Material provided >>
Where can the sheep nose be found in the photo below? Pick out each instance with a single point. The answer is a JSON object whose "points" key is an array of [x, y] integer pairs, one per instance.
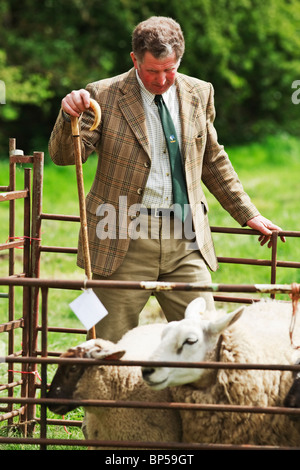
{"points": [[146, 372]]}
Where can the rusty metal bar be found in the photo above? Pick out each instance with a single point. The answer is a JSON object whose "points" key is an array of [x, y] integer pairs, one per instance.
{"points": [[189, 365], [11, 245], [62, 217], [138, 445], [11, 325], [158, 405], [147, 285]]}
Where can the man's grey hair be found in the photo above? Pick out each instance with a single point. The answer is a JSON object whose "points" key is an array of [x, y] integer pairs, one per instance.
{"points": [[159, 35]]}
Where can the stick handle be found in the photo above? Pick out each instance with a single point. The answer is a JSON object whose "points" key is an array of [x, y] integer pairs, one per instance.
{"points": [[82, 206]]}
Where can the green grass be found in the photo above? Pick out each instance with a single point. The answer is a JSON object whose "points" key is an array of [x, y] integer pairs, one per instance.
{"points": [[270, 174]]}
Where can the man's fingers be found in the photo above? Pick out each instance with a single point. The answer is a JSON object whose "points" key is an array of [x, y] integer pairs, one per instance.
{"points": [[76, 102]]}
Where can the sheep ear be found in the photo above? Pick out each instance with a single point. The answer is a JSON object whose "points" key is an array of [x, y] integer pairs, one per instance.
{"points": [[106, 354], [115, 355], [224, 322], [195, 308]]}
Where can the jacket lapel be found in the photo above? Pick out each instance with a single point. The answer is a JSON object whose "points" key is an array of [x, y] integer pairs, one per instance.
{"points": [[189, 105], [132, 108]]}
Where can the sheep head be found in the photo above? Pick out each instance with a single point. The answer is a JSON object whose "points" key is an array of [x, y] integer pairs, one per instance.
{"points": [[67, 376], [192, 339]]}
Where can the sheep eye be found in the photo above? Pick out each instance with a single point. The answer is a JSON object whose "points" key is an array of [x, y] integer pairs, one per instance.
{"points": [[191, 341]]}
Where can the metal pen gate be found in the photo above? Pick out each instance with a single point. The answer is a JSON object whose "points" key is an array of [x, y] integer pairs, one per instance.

Instructions to follow >>
All of the entries above are to be transcribed word for word, with no pictures included.

Solved exercise >>
Where can the sheep nose be found in the photo below? Pick out each instance with a single point. The answer is a JSON object whose "points" key is an array of [x, y] integer pairs, one per instance.
{"points": [[146, 372]]}
Where can the rusty metal bar be found in the photo above? Pick out each instance with a single point. The answer is a JSON object whose "points" key is an array of [x, y] integer pairs, one per instance.
{"points": [[189, 365], [11, 245], [62, 217], [138, 445], [11, 325], [158, 405], [147, 285]]}
Where can the man's grey hair be found in the photo above? Pick out each instance with a single point. The answer is a JSON object whose "points" key is an array of [x, y] integer pairs, one per instance.
{"points": [[159, 35]]}
Where can the stick handle be found in the photo above? Pick out each instance with a single point. The answer is a JSON object whose "points" key is an array of [x, y] integer pairs, one per instance.
{"points": [[82, 206]]}
Where can the green grass be found in the photo above? Pick out each instance with a single point. The answer is a JSON object whose "points" key is an array of [x, y] integer pairs, one per instance.
{"points": [[270, 174]]}
Where can the man's fingers be found in the photo above? Pick out each instance with a single point. The answer is a JSON object whose "points" key is an array of [x, y] integer pairs, one per instance.
{"points": [[76, 102]]}
Where can the sheep ear be found in the photo above? Pick out each instance with a single point. The answer is a JSON object whose "points" key is an array of [x, y] integer pairs, one per instance.
{"points": [[106, 354], [115, 355], [224, 322], [195, 308]]}
Where can the jacket lapel be found in the photo above? Pick out each instance with a single point. The answer is a JSON object whose "points" key is an array of [x, y] integer pairs, one per instance.
{"points": [[189, 105], [132, 108]]}
Where can the sheep head be found in the photo above? Pick out each instance with a single point. The answer is a JSON object whose "points" key is an array of [x, y] integer pairs, one per instance.
{"points": [[67, 376], [192, 339]]}
Where can the sheep eye be found in the photo above? Pick out each instance with a single point. The answer is a JSON object whose "points" key is an array of [x, y] integer pairs, one per instance.
{"points": [[191, 341]]}
Where can the metal pen gate be found in the photo above? Pick out each instance with a single point. The answer is a JSON object whose "points" key is an array of [x, y] integer pairs, one per instance.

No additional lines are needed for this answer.